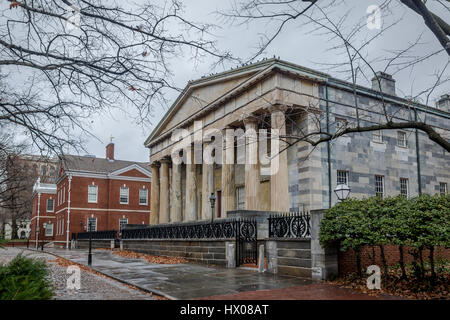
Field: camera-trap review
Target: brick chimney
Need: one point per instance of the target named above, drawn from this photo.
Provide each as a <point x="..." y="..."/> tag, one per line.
<point x="444" y="103"/>
<point x="110" y="151"/>
<point x="386" y="82"/>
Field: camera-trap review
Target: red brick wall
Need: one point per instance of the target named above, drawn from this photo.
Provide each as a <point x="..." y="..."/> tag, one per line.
<point x="44" y="216"/>
<point x="108" y="209"/>
<point x="347" y="259"/>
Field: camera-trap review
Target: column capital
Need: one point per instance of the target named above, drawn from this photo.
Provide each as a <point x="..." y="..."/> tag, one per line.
<point x="155" y="164"/>
<point x="165" y="160"/>
<point x="250" y="119"/>
<point x="277" y="107"/>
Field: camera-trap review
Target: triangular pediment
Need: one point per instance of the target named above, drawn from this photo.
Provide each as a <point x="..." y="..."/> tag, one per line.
<point x="132" y="171"/>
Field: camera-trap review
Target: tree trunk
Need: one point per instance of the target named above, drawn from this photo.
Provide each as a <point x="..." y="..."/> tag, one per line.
<point x="433" y="272"/>
<point x="402" y="261"/>
<point x="383" y="260"/>
<point x="358" y="261"/>
<point x="13" y="228"/>
<point x="422" y="266"/>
= = =
▶ [AIM]: In all of the entries above, substitute "architectural survey" for every occurrence of "camera-trap review" and reproduce the lines with nothing else changed. Leave the pictures out.

▶ [RESPONSE BELOW]:
Field: architectural survey
Target: brick chimney
Need: one point per instance of the target named above, drawn from this photo.
Provide each as a <point x="..." y="..."/> tag, one per line.
<point x="444" y="103"/>
<point x="110" y="151"/>
<point x="386" y="82"/>
Field: architectural survey
Target: red brick wall
Need: one point per instance of the target named above, drawn from this photo.
Provide each as a <point x="..." y="..."/> tag, one per line.
<point x="44" y="216"/>
<point x="108" y="209"/>
<point x="347" y="259"/>
Field: architectural survey
Target: column capital
Need: one point per instance of the target named above, drawn from this photo.
Provide each as a <point x="..." y="..."/> tag, one per line.
<point x="155" y="164"/>
<point x="165" y="160"/>
<point x="250" y="119"/>
<point x="277" y="107"/>
Field: architectural survey
Target: triangular pediment
Need: one point per instance of the target named above, drawn from this photo.
Provide each as a <point x="..." y="..."/> tag, one per line.
<point x="132" y="171"/>
Field: architectural survey
Target: tree trunk
Need: one point per instance of the target named above, drawn from this photo.
Provide each as a <point x="..." y="..."/> tag, one per line.
<point x="433" y="272"/>
<point x="402" y="261"/>
<point x="383" y="260"/>
<point x="358" y="261"/>
<point x="13" y="228"/>
<point x="422" y="266"/>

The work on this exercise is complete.